| Things to do |
1. Return the part of the Ediacaran fossil preservation text starting at "Ediacaran type preservation" and ending at "they could fossilize.", copied word for word.
2. Decide whether each statement agrees with the Ediacaran fossil preservation text. Mark each one yes or no and quote the words of the text that decide it. (a) Ediacaran biota had skeletons. (b) Individual microbes in a mat move upward when a thin layer of sediment covers them. (c) Ediacaran fossils are almost never found in beds that lack microbial mats.
Segment Start: Excerpt provided
Ediacaran type preservation
All but the smallest fraction of the fossil record consists of the robust skeletal matter of decayed corpses. Hence, since Ediacaran biota had soft bodies and no skeletons, their abundant preservation is surprising. The absence of burrowing creatures living in the sediments undoubtedly helped; since after the evolution of these organisms in the Cambrian, soft-bodied impressions were usually disturbed before they could fossilize.
Microbial mats are areas of sediment stabilised by the presence of colonies of microbes, which secrete sticky fluids or otherwise bind the sediment particles. They appear to migrate upwards when covered by a thin layer of sediment, but this is an illusion caused by the colony's growth; individuals do not, themselves, move. If too thick a layer of sediment is deposited before they can grow or reproduce through it, parts of the colony will die, leaving behind fossils with a characteristically wrinkled "elephant skin" texture. Most Ediacaran strata with the "elephant skin" texture characteristic of microbial mats contain fossils, and Ediacaran fossils are almost never found in beds that do not contain these microbial mats. Although microbial mats were once widespread, the evolution of grazing organisms in the Cambrian vastly reduced their numbers, and these communities are now limited to inhospitable refugia where predators cannot survive long enough to eat them.
Segment End: Excerpt provided
Segment Start: Source data
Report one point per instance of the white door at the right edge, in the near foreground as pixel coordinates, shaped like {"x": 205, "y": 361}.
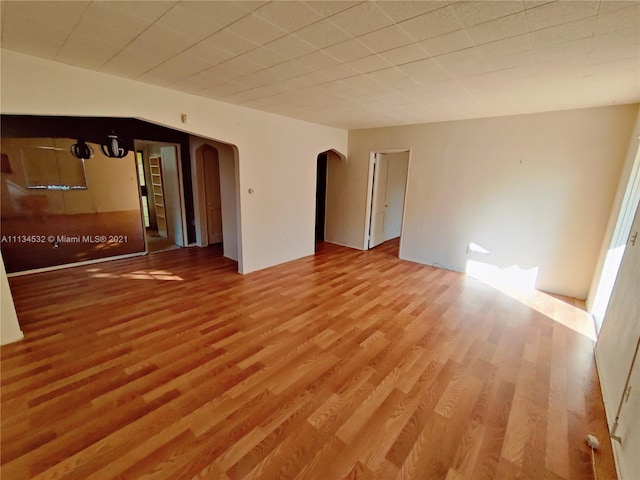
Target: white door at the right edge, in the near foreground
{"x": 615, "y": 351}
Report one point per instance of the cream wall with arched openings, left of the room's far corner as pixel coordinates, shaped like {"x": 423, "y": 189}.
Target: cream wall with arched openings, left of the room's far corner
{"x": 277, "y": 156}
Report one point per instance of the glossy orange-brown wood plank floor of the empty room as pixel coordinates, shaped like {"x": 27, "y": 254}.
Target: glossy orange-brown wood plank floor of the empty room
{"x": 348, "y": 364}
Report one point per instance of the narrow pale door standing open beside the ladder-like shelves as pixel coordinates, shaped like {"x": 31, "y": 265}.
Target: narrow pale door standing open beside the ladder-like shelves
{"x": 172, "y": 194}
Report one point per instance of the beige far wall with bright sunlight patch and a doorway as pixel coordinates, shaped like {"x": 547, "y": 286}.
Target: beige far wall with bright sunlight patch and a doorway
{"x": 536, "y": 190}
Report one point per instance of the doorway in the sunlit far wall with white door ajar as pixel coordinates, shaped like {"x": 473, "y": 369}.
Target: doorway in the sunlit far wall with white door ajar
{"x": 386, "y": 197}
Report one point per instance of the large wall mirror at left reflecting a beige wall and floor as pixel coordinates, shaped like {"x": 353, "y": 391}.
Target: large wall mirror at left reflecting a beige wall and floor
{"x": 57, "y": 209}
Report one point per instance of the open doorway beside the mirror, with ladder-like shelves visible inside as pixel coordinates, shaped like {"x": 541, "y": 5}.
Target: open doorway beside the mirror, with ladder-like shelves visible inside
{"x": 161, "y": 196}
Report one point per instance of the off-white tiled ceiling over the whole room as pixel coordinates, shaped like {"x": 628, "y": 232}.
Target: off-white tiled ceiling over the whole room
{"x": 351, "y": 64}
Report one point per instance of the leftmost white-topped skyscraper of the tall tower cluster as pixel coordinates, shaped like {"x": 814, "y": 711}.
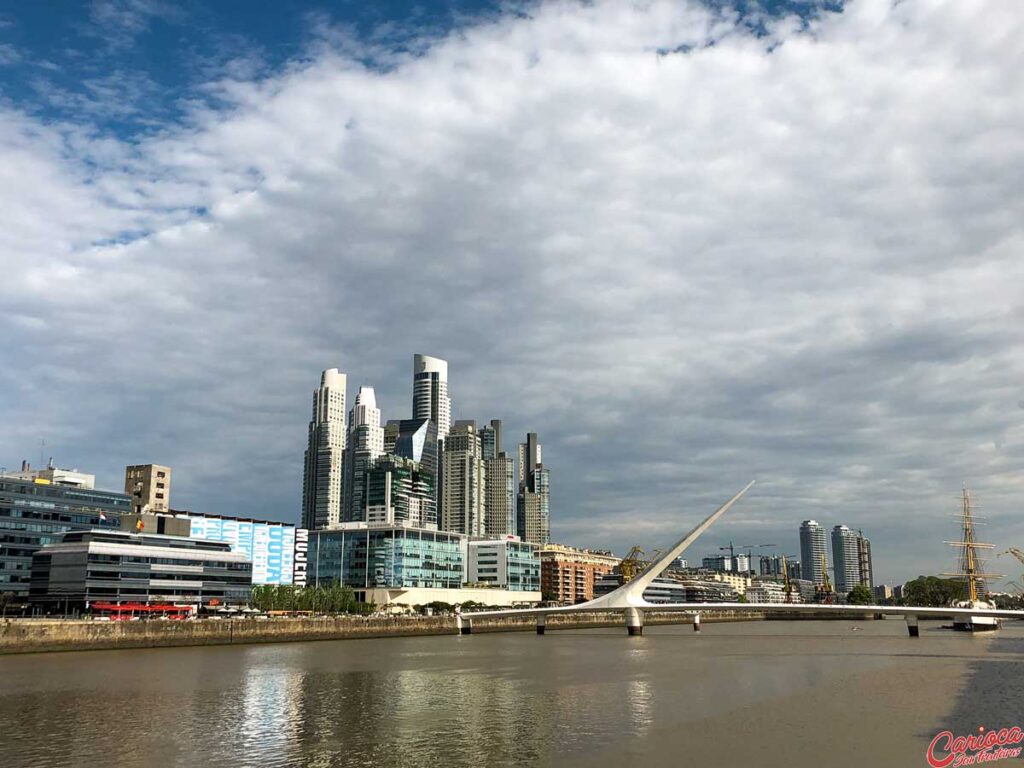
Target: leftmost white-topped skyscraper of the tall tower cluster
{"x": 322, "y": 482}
Segment End: Source data
| Expected outputs |
1.
Ediacaran type preservation
All but the smallest fraction of the fossil record consists of the robust skeletal matter of decayed corpses. Hence, since Ediacaran biota had soft bodies and no skeletons, their abundant preservation is surprising. The absence of burrowing creatures living in the sediments undoubtedly helped; since after the evolution of these organisms in the Cambrian, soft-bodied impressions were usually disturbed before they could fossilize.

2.
(a) No: "since Ediacaran biota had soft bodies and no skeletons"
(b) No: "individuals do not, themselves, move"
(c) Yes: "Ediacaran fossils are almost never found in beds that do not contain these microbial mats"